Extracted records:
begin
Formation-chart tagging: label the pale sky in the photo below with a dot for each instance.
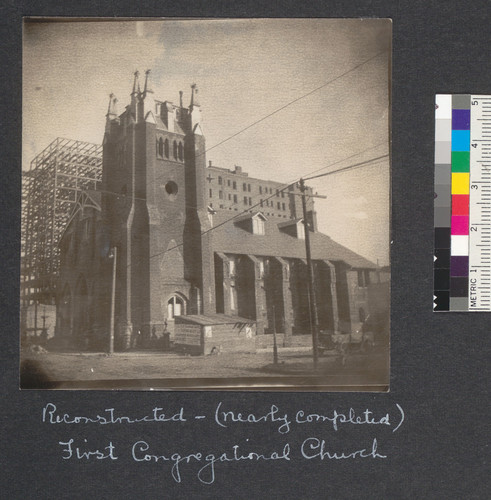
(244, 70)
end
begin
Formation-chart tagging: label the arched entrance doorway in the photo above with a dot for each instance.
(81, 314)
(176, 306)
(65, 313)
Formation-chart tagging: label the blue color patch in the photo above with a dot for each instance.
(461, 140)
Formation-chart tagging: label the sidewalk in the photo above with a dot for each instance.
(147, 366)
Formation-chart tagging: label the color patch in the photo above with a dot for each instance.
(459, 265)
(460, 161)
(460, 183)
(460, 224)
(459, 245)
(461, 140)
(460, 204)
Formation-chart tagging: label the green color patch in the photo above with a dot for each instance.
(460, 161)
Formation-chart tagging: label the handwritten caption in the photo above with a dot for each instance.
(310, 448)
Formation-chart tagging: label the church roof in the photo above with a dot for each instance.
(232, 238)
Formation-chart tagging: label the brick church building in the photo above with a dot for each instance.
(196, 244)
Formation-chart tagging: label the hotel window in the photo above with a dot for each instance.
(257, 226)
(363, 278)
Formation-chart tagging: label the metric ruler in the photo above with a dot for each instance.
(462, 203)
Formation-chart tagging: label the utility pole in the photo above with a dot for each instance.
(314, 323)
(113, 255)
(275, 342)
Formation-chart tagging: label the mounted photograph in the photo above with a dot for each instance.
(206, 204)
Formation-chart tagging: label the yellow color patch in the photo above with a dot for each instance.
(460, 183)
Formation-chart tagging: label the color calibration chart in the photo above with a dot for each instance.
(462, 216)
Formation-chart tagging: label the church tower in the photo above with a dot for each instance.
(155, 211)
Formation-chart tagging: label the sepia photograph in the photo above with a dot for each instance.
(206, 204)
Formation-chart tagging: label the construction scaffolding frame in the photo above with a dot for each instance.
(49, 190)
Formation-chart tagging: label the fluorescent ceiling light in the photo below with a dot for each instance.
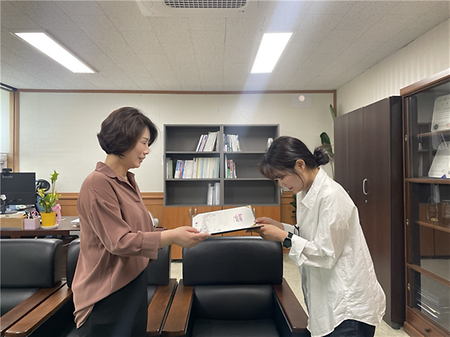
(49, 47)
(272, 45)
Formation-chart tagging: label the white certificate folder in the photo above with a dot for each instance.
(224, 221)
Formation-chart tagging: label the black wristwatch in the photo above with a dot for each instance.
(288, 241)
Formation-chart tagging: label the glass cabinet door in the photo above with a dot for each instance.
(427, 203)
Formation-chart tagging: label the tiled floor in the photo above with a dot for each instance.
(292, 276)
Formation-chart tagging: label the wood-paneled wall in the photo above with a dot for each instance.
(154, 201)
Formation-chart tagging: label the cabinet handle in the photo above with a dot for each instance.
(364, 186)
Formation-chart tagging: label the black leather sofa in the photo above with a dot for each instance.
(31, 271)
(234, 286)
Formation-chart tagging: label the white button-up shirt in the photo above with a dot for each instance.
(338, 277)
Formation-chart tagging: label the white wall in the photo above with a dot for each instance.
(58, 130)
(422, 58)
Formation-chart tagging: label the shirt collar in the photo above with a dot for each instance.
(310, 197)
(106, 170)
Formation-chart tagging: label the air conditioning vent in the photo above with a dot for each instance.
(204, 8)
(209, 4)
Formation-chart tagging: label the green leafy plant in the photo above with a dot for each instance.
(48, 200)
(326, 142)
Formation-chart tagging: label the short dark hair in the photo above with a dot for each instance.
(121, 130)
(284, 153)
end
begin
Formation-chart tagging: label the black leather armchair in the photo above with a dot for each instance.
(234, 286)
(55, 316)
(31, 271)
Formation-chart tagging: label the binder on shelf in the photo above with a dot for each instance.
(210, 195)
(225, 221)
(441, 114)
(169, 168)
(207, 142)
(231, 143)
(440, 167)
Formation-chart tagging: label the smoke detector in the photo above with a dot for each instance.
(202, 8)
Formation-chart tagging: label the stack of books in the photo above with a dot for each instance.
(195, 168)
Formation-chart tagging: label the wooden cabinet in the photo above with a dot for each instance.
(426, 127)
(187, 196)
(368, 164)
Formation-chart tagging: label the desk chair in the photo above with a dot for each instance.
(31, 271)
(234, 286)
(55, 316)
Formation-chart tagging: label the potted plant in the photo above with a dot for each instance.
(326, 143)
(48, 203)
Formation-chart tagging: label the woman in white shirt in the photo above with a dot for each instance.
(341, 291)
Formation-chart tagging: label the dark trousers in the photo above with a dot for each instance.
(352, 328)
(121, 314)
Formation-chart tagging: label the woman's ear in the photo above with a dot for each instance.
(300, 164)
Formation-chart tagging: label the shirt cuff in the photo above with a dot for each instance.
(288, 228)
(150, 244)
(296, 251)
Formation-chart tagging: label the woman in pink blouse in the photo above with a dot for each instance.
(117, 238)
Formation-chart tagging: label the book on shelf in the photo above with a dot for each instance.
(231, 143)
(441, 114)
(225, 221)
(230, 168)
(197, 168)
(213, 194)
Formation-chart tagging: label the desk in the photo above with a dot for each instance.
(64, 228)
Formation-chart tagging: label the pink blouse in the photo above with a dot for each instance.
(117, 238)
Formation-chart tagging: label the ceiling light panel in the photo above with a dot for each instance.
end
Retype the entries from the line with "Formation-chart tagging: label the book" up to and including the line with "Formation-chart tagging: label the ceiling", keeping every character the same.

Formation-chart tagging: label the book on shelf in the photo above with a dot for each instance.
(231, 143)
(441, 114)
(225, 221)
(230, 168)
(197, 168)
(213, 194)
Formation-chart tagging: label the desk in the photo above with a dot for each instance.
(64, 228)
Formation-chart tagging: label the pink blouse in the photo above with a dot for each instance.
(117, 238)
Formation-chart tagging: label the ceiling light panel in the photo above with a dot for each instance.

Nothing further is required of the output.